» **Given instruction 1**:
Copy the rows of the data file character for character, starting at the line with "the white wide-leg" and continuing through the final row.

» **Quoted text**:
X-Men #32 (Marvel): It’s almost as if David Lopez is getting better exponentially with each issue; check out the level of detail in those opening shots of Quebec City in the rain. You know what I really love in this issue? It’s the way that Storm and Colossus talk to each other, like reasonable adults who respect each other and have history together, but who just happen to be having a fundamental disagreement. They’re not shouting and punching and acting stupid, the hallmark of lesser superhero scuffles (I mean, really, part of the reason I can’t “buy” the whole AVX thing is that it just boils down to Scott Summer and Steve Rogers not being able to sit down and have a rational conversation, but I digress). Another great part of the scripting is the philosophical debate surrounding what authority governs this team’s actions and the true power of raw information. Storm succinctly characterizes the team as “Mutant First Responders,” which is a super clean sound byte that could probably supplant my tired comparisons to Authority or Planetary. Maybe I just miss Wildstorm. It’s a little thing, but I also dug the intro of Magik, the use of the Russian language, mentions of the Crimean, etc. It just goes to show the research, or at least the whiff of authenticity, that Wood saturates his scripts in. There’s a huge jump in intensity, stakes, and tension here, as Wood and Lopez turn the dial up to 11. Grade A.

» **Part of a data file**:
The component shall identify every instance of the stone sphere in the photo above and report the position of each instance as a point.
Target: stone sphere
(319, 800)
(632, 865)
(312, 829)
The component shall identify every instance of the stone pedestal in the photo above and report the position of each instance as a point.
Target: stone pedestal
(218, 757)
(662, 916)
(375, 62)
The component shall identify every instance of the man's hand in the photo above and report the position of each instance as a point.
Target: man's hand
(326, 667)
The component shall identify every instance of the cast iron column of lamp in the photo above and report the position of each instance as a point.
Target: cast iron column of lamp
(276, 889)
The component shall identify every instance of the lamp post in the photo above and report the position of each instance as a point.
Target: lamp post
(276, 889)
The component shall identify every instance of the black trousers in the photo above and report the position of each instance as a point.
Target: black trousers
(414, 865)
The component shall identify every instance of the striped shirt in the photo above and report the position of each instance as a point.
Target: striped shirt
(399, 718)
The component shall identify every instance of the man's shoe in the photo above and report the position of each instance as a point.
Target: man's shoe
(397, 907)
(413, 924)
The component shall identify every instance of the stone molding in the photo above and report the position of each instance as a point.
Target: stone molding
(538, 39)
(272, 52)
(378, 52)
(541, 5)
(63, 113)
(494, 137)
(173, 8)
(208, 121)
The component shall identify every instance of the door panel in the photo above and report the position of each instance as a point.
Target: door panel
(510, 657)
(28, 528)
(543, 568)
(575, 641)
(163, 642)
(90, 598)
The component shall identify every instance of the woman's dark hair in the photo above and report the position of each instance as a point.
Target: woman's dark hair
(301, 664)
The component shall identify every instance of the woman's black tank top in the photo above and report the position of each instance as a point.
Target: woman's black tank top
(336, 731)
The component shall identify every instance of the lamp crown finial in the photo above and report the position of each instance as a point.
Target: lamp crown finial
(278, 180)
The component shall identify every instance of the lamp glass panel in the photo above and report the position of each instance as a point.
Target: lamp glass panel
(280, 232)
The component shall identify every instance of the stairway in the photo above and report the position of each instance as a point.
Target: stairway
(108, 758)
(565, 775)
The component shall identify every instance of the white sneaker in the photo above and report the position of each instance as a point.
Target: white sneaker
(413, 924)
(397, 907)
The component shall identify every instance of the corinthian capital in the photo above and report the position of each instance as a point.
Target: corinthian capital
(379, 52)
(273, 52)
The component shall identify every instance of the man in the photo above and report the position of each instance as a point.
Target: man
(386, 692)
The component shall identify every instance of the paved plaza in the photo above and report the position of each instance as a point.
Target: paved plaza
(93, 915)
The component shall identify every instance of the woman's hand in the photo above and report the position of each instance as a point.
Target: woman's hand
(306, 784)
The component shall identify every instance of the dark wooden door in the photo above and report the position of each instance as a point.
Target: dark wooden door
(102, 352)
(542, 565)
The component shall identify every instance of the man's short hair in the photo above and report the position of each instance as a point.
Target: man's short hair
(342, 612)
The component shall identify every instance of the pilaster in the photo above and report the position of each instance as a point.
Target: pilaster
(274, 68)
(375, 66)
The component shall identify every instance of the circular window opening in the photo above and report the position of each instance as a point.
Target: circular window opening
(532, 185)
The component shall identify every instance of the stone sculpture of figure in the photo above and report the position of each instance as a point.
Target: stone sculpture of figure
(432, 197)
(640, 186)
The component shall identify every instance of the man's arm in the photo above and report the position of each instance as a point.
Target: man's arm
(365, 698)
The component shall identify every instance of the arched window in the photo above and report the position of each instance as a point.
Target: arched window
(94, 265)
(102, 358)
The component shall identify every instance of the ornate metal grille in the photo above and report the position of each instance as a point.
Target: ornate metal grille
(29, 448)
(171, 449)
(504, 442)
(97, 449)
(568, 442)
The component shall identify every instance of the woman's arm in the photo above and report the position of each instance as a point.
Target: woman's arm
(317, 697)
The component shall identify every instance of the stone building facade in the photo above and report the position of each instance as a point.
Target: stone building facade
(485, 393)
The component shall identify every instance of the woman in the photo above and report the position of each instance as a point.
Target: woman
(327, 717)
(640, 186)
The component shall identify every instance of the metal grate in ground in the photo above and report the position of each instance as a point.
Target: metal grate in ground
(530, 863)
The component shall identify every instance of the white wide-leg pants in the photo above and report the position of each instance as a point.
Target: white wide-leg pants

» **Given instruction 2**:
Answer these about the X-Men #32 review:
(a) Which city appears in the rain in the opening shots?
(b) What phrase does Storm use to describe the team?
(c) What grade does the review give the issue?

» **Task output 1**:
The component shall identify every instance of the white wide-leg pants in the photo above and report the position of each instance as a point.
Target: white wide-leg pants

» **Task output 2**:
(a) Quebec City
(b) "Mutant First Responders"
(c) Grade A